Despite having a wonderful weekend away with my friends last weekend, the fatigue I was beginning to feel prior to that weekend escalated over this past week. We had a major snowstorm on Monday, so I wasn't able to get to work. That meant, after shoveling out for two hours, I had to work Tuesday through Saturday. We've been very busy at work, so I had some long days in there, too. The week concluded with a very chaotic, short-staffed, long work day yesterday. It's no wonder I fell asleep shortly after getting home.

Fatigue, as I've noted here before, is one of the long standing, persistent symptoms of my depression. I never seem to be rid of it. Even when my mood is good, the fatigue persists. I'm less fatigued when my mood is good, but it never goes away. For that reason I don't tolerate successive long days of work like I used to prior to depression. And this was a long week.

I hate fatigue. It is a constant reminder of my illness, and it interferes with my life. Missing 2+ days of exercise when I'm battling to get back into shape really hurts. I know, I know. It's not the end of the world. I'm just frustrated. I don't like it when depression symptoms interfere with my goals, especially when I otherwise feel well.

Perhaps, once again, I need to work on acceptance. Accepting that I'm not able to do things like I used to prior to depression, like work 5 successive days without bonking, would probably help me feel less frustrated. Instead I feel like I'm banging my head against a wall. The wall survives, but my head hurts.

I guess fatigue is tough for me to accept. I'm tired of feeling tired. I want to feel "normal." I hope the extra sleep I allowed myself this morning will kick start my energy once again. This week is going to be another busy one at work, and I'd like to handle it better this week than I did last. I'll keep working on that acceptance thing, too.


Anonymous said...

One of the lasting side effects of my most recent drug (desvenlafaxine) was constant sleepiness. I could literally put my head on a pillow any time, anywhere and fall asleep. I stopped the drug a month ago, and I'm not as sleepy, but I still take a lot of naps, and I attribute it to the depression itself. So then I lose a couple hours to sleep when I should have been doing something else (like, you know, living a life) and I feel bad about that, and the cycle continues.

As always, I wish I could take some of your burden off of your shoulders . . .

Eva said...

I have had this for most of the time since I started taking meds for my depression. When I stopped taking my last SSRI and started on Wellbutrin it made such a difference. I still need more sleep at night then most people and when I have a busy day I'm really tired at the end. But I no longer take naps during the day.

» TASKS FOR THIS EXERCISE:
1. Rewrite the blog post about fatigue from "Eva said..." through "during the day.", replacing "Wellbutrin" with "bupropion".
2. According to the blog post about fatigue, what kept the writer from getting to work on Monday?
3. Continue the blog post about fatigue from the point where it ends.

» SUPPLIED INFORMATION:

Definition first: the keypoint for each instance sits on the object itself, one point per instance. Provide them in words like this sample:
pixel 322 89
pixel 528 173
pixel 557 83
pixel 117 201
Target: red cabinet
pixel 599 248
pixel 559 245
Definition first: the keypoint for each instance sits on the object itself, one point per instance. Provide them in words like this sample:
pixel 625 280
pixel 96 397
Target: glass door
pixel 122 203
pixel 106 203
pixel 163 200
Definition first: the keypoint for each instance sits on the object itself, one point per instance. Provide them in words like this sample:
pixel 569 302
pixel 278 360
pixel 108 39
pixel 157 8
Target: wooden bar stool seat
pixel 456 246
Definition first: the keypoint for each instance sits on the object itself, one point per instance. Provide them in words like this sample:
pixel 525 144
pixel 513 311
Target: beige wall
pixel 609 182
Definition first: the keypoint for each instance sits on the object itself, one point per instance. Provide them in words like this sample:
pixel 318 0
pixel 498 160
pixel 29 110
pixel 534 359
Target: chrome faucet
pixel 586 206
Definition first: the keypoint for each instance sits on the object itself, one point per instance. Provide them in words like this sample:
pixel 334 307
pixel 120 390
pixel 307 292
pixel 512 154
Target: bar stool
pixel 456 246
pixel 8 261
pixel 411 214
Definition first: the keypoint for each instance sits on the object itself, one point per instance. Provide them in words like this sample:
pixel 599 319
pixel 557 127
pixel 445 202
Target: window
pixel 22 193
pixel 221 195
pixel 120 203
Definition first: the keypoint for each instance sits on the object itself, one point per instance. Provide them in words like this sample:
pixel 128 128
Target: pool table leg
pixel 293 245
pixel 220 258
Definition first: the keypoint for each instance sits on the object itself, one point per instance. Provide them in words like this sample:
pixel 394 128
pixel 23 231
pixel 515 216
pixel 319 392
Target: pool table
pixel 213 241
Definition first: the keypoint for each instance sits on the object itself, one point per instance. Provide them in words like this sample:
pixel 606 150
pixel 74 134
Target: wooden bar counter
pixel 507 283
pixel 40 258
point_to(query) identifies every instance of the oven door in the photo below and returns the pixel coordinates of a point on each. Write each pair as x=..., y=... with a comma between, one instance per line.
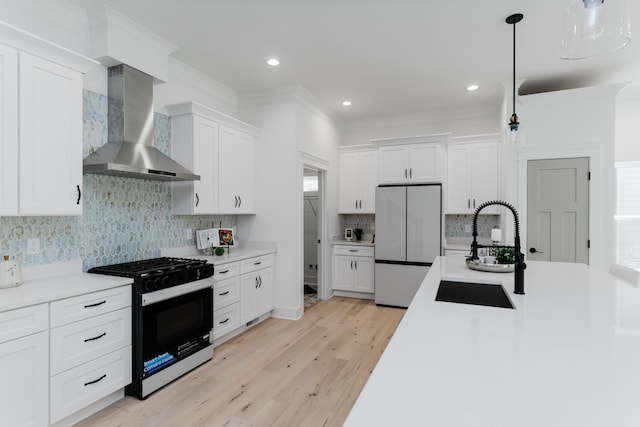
x=176, y=322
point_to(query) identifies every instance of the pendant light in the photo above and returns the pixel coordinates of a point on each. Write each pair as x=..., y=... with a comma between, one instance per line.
x=594, y=27
x=513, y=20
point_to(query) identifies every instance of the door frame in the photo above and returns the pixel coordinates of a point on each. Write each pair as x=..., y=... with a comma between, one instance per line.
x=310, y=161
x=599, y=231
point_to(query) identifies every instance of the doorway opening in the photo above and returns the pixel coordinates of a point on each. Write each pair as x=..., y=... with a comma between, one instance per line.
x=311, y=236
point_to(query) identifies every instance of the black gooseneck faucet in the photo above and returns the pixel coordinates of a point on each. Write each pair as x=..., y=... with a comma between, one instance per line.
x=518, y=284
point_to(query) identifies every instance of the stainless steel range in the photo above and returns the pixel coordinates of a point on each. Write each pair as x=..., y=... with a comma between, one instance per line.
x=172, y=318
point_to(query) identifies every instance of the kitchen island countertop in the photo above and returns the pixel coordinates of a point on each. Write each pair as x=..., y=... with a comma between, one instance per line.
x=568, y=355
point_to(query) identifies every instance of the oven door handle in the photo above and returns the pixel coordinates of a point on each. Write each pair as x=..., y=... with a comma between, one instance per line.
x=175, y=291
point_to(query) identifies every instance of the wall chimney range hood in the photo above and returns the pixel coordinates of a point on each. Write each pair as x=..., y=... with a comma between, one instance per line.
x=129, y=151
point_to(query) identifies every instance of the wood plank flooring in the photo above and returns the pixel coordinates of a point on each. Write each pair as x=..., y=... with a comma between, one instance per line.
x=307, y=372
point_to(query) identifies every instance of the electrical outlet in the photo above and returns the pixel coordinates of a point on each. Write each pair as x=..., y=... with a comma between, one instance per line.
x=33, y=246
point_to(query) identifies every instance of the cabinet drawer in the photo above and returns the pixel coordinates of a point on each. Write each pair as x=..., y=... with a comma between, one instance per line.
x=77, y=343
x=253, y=264
x=226, y=270
x=89, y=305
x=226, y=320
x=79, y=387
x=353, y=250
x=23, y=321
x=226, y=292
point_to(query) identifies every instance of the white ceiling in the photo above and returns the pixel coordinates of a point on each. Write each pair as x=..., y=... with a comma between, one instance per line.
x=389, y=57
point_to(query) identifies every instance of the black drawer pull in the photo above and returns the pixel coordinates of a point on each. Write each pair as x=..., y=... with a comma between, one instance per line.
x=95, y=338
x=96, y=304
x=95, y=381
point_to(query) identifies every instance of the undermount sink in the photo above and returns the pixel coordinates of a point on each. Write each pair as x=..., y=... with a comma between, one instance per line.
x=492, y=295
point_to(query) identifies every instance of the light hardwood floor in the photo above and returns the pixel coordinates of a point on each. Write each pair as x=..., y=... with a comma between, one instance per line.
x=307, y=372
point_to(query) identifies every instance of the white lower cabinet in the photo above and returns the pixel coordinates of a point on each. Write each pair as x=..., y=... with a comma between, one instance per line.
x=24, y=362
x=243, y=291
x=256, y=289
x=353, y=268
x=90, y=349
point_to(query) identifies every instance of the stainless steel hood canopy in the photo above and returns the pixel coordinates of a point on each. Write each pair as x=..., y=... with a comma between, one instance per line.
x=130, y=152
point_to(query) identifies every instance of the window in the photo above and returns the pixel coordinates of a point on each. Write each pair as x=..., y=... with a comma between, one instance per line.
x=627, y=216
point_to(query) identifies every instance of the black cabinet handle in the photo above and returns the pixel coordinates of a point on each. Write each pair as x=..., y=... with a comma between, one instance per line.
x=96, y=304
x=95, y=381
x=96, y=338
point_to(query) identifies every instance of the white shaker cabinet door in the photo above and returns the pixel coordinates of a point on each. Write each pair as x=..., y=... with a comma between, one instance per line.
x=50, y=138
x=236, y=171
x=8, y=131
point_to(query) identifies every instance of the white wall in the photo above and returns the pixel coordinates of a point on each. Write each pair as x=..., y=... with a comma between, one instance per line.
x=573, y=123
x=472, y=122
x=278, y=214
x=627, y=131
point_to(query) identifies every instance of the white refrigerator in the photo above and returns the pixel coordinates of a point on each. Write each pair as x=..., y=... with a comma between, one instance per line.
x=408, y=239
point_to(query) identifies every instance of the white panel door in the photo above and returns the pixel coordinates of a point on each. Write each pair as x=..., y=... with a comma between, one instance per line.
x=558, y=210
x=50, y=138
x=8, y=131
x=24, y=381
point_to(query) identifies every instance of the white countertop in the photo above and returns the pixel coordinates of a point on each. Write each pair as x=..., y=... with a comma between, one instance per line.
x=568, y=355
x=54, y=282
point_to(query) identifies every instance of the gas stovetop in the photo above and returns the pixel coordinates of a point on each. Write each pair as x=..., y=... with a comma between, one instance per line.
x=159, y=273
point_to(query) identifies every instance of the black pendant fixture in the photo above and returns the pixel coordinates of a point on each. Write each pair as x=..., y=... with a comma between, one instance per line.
x=513, y=20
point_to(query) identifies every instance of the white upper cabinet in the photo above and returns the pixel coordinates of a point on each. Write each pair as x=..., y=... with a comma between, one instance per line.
x=472, y=177
x=410, y=160
x=221, y=150
x=236, y=166
x=8, y=131
x=40, y=126
x=357, y=175
x=50, y=138
x=194, y=142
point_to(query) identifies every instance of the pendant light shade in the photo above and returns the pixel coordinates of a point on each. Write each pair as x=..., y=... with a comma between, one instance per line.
x=594, y=27
x=513, y=20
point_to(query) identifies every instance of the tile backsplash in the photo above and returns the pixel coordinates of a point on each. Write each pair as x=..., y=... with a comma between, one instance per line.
x=455, y=225
x=124, y=219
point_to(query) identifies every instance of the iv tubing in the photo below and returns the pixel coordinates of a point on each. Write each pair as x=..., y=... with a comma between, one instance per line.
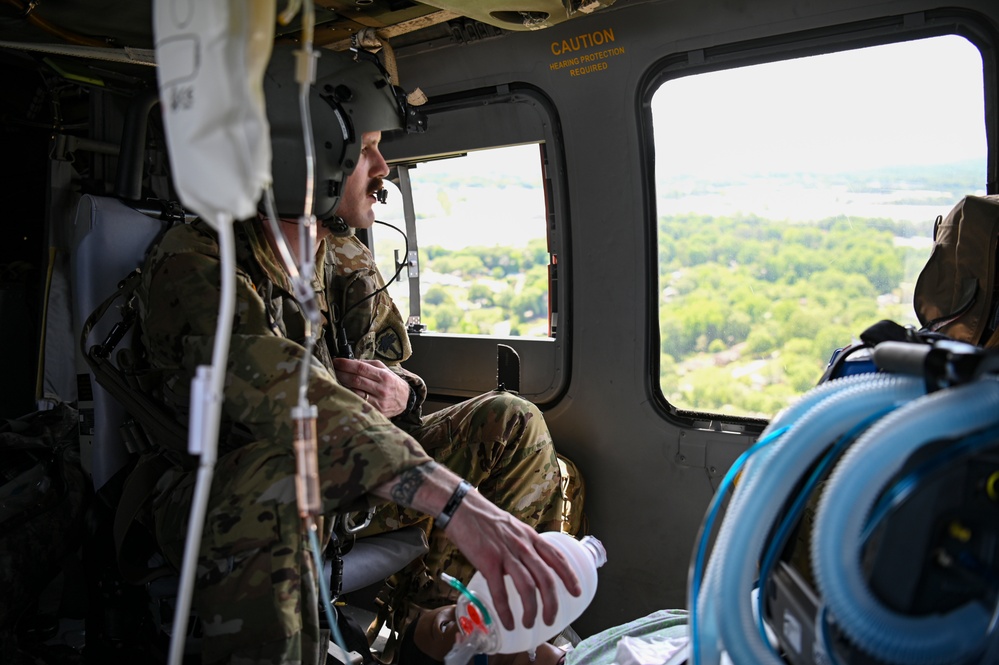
x=208, y=435
x=861, y=474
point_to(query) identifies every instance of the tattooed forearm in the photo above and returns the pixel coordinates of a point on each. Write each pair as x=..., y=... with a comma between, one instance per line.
x=409, y=483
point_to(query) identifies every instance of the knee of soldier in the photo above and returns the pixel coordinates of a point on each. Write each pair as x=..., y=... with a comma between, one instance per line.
x=521, y=417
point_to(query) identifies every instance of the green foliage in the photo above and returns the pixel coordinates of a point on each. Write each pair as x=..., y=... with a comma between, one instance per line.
x=751, y=309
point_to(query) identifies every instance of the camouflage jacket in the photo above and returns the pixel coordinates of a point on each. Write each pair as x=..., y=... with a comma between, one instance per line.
x=178, y=304
x=372, y=323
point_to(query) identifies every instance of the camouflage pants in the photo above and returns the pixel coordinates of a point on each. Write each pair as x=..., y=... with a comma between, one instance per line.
x=499, y=443
x=256, y=590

» OUTPUTS BY TASK:
1.
Eva said...

I have had this for most of the time since I started taking meds for my depression. When I stopped taking my last SSRI and started on bupropion it made such a difference. I still need more sleep at night then most people and when I have a busy day I'm really tired at the end. But I no longer take naps during the day.

2. A major snowstorm.

3.
I still wish I had more energy however. When I look at other people I can't even imagine how they do all the things they do. I'm not always tired but not exactly full of energy either.

And there is the acceptance thing. My friend has had leukemia and ever since she had treatment she has the same thing. And for her it's also very hard to deal with the limitations she now has. I guess it's in our nature. Another friend of mine also has an illness that causes fatigue. She says it's no problem. She naps and makes sure she gets enough sleep during the night. She is better in accepting I guess.

I find it hard. Even though it has improved I still get annoyed with myself that I can't do what other people can. Like have a full-time job, a household and raise a couple of kids. I have to accept that my house doesn't always look perfect, that I actually need help with the housework. That I can't work like other people and I sometimes need to go to bed at the same time as my stepchildren. But even after dealing with this for 18 years it is still really hard. Pffff.

Katheryne Patterson said...

Really relate to this post. I also have a difficult time accepting so many things about my depression. I’m so angry at myself because I slept for 12 hours the past 2 nights. This actually makes me feel groggy all day. I hadn’t exercised in 2 days which made me crash mentally the moment I stopped working. I forced myself to run for 30 minutes. That helped. The fatigue and depression make me so angry. I hate accepting it honestly.

RecoverFromAnxiety said...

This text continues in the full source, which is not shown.